59. From the above decisions it is clear that when the confessional statement recorded under Section 164 of the Code of Criminal Procedure is not a confessional statement in law either for non-compliance of the said provision of law or defective for any other reason, the same is very much admissible in evidence to be treated as an admission under Section 21 of the Evidence Act. As stated above, the learned CJM-P.W. 50 had recorded the confessional statement in Kannada language when the same was given in the Tamil language, the mother tongue of the accused 4. It is to be pointed out here further that the confessional statement was recorded in 'question and answer form' as required under Section 164 of the Cr. P.C., but the same appeared to be defective as the same was not signed by the accused 4 as required under sub-section (4) of Section 164. As we further observed, the learned CJM had certified that he had explained to the accused 4 that he was not bound to make a confession statement before him and in the event of his doing so, that confessional statement of his be used as evidence against him and that was recoursed to by P.W. 50 as required under sub-section (2) of Section 164 of the Cr. P.C. The prosecution had also got Ex.P. 77 translated in Kannada language, copy as at Ex.P. 77(a), by P.W. 49, the Official Translator working in the Directorate of Translation, Government of Karnataka. The prosecution had also examined the said witness before the learned Sessions Judge to speak to Ex.P. 77.
60. We deem it proper to quote the confessional statement as it appeared in Ex.P. 77 given in Tamil language by the accused 4 (Tamil being his mother tongue) recorded in Kannada script by P.W. 50. The same reads as hereunder :
61. We also deem it proper to quote the Kannada translation of the above as translated by the Advocate-Commissioner, one Edward Charles marked by consent of the parties as Ex.P. 77(A) by the learned Sessions Judge on 17-1-1997 (vide order sheet dated 17-1-1997 in Sessions Court proceedings). The same reads as hereunder:
62. In view of the circumstances that Ex.P. 77-the confessional statement of the accused 4 as at Ex.P. 77 was in original and further spoken thereto by the CJM-P.W. 50 and that the said confessional statement was defective, mainly for the reason that the signature of the accused 4 was not taken by him as required under sub-section (4) of Section 164 of the Cr. P.C., we are of the considered view that the same is very much admissible in evidence as an admission by the accused 4 under Section 21 of the Evidence Act. Such a view we hold in the light of the judicial pronouncements by the Privy Council and also by the Indian Courts. That being so, we further hold that the defective confessional statement made by accused 4 as at Ex.P. 77 has to be construed as an admission as against the maker, the accused 4.

■ Dataset content:
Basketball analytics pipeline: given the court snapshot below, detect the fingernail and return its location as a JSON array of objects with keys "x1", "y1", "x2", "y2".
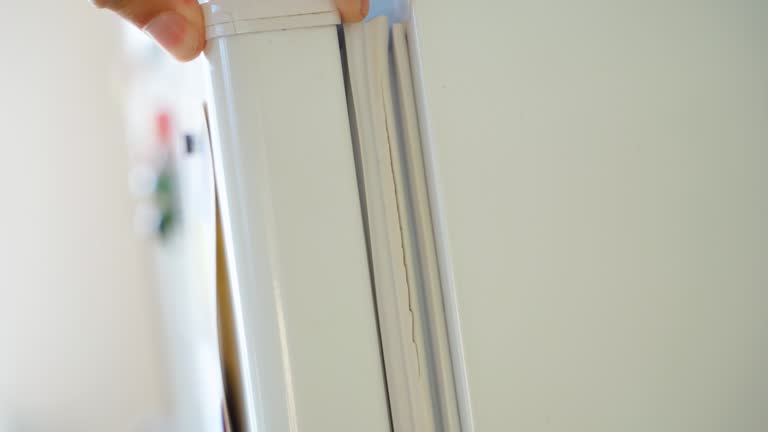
[{"x1": 144, "y1": 12, "x2": 202, "y2": 60}]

■ Written request:
According to the judgment excerpt, why was the confessional statement of accused 4 considered defective?

■ Final result:
It was not signed by accused 4, as sub-section (4) of Section 164 of the Cr. P.C. requires.